--- What is being asked ---
Copy out each line exactly as it appears.

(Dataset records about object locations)

* Begin *

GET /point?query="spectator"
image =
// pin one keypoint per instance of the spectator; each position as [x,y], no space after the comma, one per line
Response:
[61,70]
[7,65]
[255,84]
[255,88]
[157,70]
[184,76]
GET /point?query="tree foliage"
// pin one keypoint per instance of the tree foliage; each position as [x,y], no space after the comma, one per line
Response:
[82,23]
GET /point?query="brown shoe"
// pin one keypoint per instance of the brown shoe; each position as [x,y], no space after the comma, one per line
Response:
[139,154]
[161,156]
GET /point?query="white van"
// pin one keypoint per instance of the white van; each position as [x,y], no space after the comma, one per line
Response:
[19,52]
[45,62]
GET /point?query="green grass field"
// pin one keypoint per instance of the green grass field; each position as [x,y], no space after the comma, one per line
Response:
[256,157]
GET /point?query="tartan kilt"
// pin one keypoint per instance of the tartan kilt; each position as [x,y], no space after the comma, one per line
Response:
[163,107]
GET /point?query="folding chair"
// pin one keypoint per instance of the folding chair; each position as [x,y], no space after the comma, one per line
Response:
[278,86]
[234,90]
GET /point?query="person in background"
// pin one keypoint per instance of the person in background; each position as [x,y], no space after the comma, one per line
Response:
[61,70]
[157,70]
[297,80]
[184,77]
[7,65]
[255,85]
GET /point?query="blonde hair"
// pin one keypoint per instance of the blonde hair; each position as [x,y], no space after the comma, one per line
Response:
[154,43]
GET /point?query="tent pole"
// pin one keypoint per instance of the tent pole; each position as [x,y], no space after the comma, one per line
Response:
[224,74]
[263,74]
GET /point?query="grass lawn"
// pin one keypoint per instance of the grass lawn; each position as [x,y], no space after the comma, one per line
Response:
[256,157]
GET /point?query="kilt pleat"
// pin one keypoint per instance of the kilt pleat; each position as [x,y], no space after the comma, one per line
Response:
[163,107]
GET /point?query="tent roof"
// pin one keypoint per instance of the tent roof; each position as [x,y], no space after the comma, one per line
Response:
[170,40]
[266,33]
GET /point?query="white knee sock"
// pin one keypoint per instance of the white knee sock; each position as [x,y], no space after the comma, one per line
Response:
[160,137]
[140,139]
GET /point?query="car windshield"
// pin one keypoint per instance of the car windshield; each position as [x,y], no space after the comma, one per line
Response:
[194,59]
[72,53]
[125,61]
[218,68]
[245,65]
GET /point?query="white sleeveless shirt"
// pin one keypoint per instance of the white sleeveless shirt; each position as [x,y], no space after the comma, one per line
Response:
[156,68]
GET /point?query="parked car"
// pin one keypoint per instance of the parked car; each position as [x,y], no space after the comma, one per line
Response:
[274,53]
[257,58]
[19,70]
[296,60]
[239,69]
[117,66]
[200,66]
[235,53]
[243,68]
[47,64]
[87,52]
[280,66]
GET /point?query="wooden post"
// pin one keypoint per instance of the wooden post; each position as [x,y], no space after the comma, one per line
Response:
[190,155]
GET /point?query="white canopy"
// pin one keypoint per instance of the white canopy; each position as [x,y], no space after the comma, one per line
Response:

* End *

--- Exercise response ---
GET /point?query="spectator"
image =
// pin one keypoint per instance of the spectator; each position as [x,y], no space after the comma, one per line
Response:
[61,70]
[7,65]
[255,84]
[255,88]
[157,70]
[184,76]
GET /point?query="tree foliage"
// pin one keypoint per instance of the tree foliage; each position as [x,y], no space after the comma, one per line
Response:
[82,23]
GET /point?query="brown shoe"
// pin one keypoint per instance of the brown shoe; each position as [x,y], no space after the comma, one per line
Response:
[139,154]
[161,156]
GET /point?query="white van"
// pin one keypoint per instance of the white van; each position as [x,y], no space after the comma, one per line
Response:
[19,52]
[45,62]
GET /point?query="green grass field"
// pin one keypoint per instance of the green grass field; each position as [x,y], no space after the comma, one per line
Response:
[256,157]
GET /point?query="tartan kilt"
// pin one keypoint per instance of the tartan kilt; each position as [x,y], no space after the comma, one per line
Response:
[163,107]
GET /point?query="folding chair"
// pin one keypoint per instance of the folding chair; each position as [x,y], no space after the comma, one per line
Response:
[278,86]
[234,90]
GET /point?query="person in background"
// pin one keypoint per instance of the person in background; each position as [x,y], no space after the comma, one per line
Response:
[61,70]
[157,70]
[297,80]
[184,77]
[7,65]
[255,85]
GET /point?query="blonde hair"
// pin one keypoint per instance of the blonde hair; each position as [x,y], no space after the comma, one per line
Response:
[154,43]
GET /point?query="tent pole"
// pin one keypoint per instance of the tent pole; each position as [x,y], no space after the comma, one per line
Response:
[224,74]
[263,74]
GET /point?query="grass lawn"
// pin one keypoint per instance of the grass lawn; each position as [x,y], no space after the comma, one per line
Response:
[256,157]
GET /point?query="kilt pleat"
// pin one keypoint per instance of the kilt pleat; each position as [x,y], no space after the comma, one per line
Response:
[163,107]
GET /point?query="tent roof"
// pin one keypoint per instance of the tent roof; each position as [x,y], no space after the comma, one per line
Response:
[170,40]
[266,33]
GET /point?query="white knee sock"
// pin one keypoint per instance of the white knee sock; each position as [x,y], no space after the comma, one per line
Response:
[160,137]
[140,139]
GET /point?query="car windshield"
// pin one keypoint per instance of the car windshield; each position as [x,y], no space after the comma, one per line
Response:
[194,59]
[72,53]
[125,61]
[218,68]
[245,65]
GET /point?query="white sleeveless shirt"
// pin one keypoint per instance of the white sleeveless shirt; each position as [x,y], no space after the comma, one per line
Response:
[156,68]
GET /point?query="parked car"
// pin one keypoint per instance of the parked car; each position as [x,y], no space after the comma, one per line
Response:
[274,53]
[257,58]
[19,70]
[296,60]
[239,69]
[117,66]
[200,66]
[235,53]
[243,68]
[47,64]
[87,52]
[280,66]
GET /point?query="wooden post"
// pin one keypoint per instance of the wooden post; each position as [x,y], no space after the comma, one per line
Response:
[190,155]
GET /point?query="white canopy"
// pin one keypoint per instance of the white canopy; each position as [x,y], no space after the comma, one per line
Response:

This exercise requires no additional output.